====== Trecho do documento

O Brasil também poderá exportar e atender outros países vizinhos, pois poucos países na América Latina possuem fábricas de vacinas, entre eles, Brasil, México, Argentina e Cuba. A Argentina, aliás, vai testar a candidata à vacina da Pfizer e da BioNTech (CoronARdx), em fase 2b/3. Existem também vários outros exemplos de pesquisas em desenvolvimento de imunizantes realizados no país, mas ainda em estágios iniciais de ensaios pré-clínicos in vivo ou em Fase 1.

Uma vacina experimental (mRNA-1273) do Instituto Nacional de Alergias e Doenças Infecciosas (NIAID) dos EUA e da empresa farmacêutica Moderna, sediada em Cambridge (EUA) foi testada em Fase 1 em 45 pessoas e após a aplicação de duas doses, os pesquisadores observaram altos níveis de anticorpos neutralizantes, com poucos efeitos adversos. A Moderna está realizando Fase 2 e anunciou que vai iniciar um ensaio de Fase 3 com 30.000 voluntários saudáveis até o final de julho. As ações da Moderna dispararam na Bolsa.

É preciso cautela e é importante lembrar que precisamos de produção em larga escala pois estamos falando em vacinar 8 bilhões de pessoas no mundo e 212 milhões no Brasil. No caso de ótimos resultados preliminares de eficácia em Fase 3, como as vacinas estão sendo produzidas à risco, embora em lotes limitados, isso pode levar à liberação antecipada para grupos prioritários ou mais expostos à doença, no final de 2020 ou início de 2021.

É bem possível que uma única formulação vacinal não seja suficiente e talvez uma segunda vacina com plataforma diferente possa ser usada como reforço cruzado. Fatores como a eficácia das vacinas e o número de pessoas a serem vacinadas podem levar a uma imunização de apenas uma parcela da população, o que permitiria uma doença mais amena.

============
====== Dados registrados

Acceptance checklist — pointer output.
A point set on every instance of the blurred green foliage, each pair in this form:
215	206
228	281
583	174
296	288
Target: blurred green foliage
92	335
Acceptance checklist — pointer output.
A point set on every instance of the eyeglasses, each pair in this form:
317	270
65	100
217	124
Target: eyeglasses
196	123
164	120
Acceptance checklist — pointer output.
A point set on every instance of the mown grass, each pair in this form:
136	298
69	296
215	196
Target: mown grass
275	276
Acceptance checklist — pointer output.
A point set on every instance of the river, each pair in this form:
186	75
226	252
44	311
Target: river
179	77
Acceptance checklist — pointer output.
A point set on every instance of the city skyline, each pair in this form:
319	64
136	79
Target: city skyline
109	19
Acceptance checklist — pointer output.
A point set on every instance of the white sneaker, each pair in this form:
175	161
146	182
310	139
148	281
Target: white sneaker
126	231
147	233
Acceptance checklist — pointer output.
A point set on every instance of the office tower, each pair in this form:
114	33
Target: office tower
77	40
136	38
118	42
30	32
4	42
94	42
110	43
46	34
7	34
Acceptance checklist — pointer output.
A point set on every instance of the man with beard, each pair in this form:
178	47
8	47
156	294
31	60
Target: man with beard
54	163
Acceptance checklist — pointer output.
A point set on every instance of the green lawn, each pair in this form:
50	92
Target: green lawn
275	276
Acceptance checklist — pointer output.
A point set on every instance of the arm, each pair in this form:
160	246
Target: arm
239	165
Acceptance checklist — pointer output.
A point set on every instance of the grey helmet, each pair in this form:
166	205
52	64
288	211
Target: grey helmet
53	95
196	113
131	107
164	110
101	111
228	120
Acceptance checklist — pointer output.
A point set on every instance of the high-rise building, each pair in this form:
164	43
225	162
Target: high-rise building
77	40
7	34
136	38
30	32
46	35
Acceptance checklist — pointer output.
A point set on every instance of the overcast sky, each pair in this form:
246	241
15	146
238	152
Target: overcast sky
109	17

============

→ **Item de tarefa 1**
Responda com base no texto sobre o desenvolvimento de vacinas:
(a) Quais países da América Latina são citados como possuidores de fábricas de vacinas?
(b) Em quantas pessoas a vacina mRNA-1273 foi testada na Fase 1?
(c) Quantas pessoas no mundo e quantas no Brasil o texto menciona como alvo da vacinação?
→ **Item de tarefa 2**
Redija a continuação do texto sobre o desenvolvimento de vacinas a partir do ponto em que ele termina.

→ **Resposta escrita 1**
(a) Brasil, México, Argentina e Cuba.
(b) Em 45 pessoas.
(c) 8 bilhões de pessoas no mundo e 212 milhões no Brasil.

→ **Resposta escrita 2**
A OMS sugere eficácia vacinal acima de 50% para considerar aprovação de vacina para Covid-19. No entanto, uma imunização mesmo parcial poderá ter um papel crucial para minimizar o número de contaminações, sendo útil para que possamos pensar em medidas conscientes de flexibilização e relaxamento do isolamento social até que um imunizante mais robusto seja desenvolvido.

O risco seria as pessoas terem uma falsa sensação de segurança e relaxarem nas medidas de higiene. Uma vacina será importante mesmo funcionando apenas nos mais jovens, que são os maiores espalhadores do vírus, pois poderá ajudar a proteger os idosos. Nós não vamos acabar com a infecção, mas vamos proteger contra a doença. Certamente, tudo o que aprendermos com essas primeiras vacinas, vai nos ajudar a melhorar as outras vacinas em fases preliminares. E por que não pensar, em futuro próximo, em uma única vacina com combinação de duas plataformas diferentes para induzir um desempenho de resposta de anticorpos e resposta celular, de células T?

Enquanto a vacina, um importante instrumento de saúde pública não vem para somar, no sentido de quebrar a cadeia de infecção, aqueles que podem, devem se manter em casa e respeitar o isolamento social. Nem todos podem ficar em casa, muitos precisam sair para trabalhar, mas todos devem respeitar as intervenções não farmacêuticas como o distanciamento físico, os hábitos de higiene e usar máscaras.

Também seria imprescindível realizar controle epidemiológico adequado para permitir o isolamento de pessoas infectadas ou com sintomas gripais, mesmo que casos não confirmados por testes, rastreando e isolando os seus contatos. Para isto, precisamos melhorar a qualidade da comunicação com a sociedade, para que as pessoas respondam de forma adequada às políticas públicas. Fato é que estamos presenciando a força da resposta das instituições públicas de pesquisas e de ensino superior brasileiras, da ciência e do conhecimento científico em benefício da saúde pública.(Publicada originalmente no site da Unicamp)

Luiz Carlos Dias é professor Titular do Instituto de Química da Unicamp, membro Titular da Academia Brasileira de Ciências  (ABC) e da Academia de Ciências do Estado de São Paulo (ACIESP) e Comendador da Ordem Nacional do Mérito Científico (Presidência da República). Ele lidera parcerias da MMV e da DNDi  na América Latina, na área de desenvolvimento de novos medicamentos para o tratamento de doenças parasitárias tropicais negligenciadas.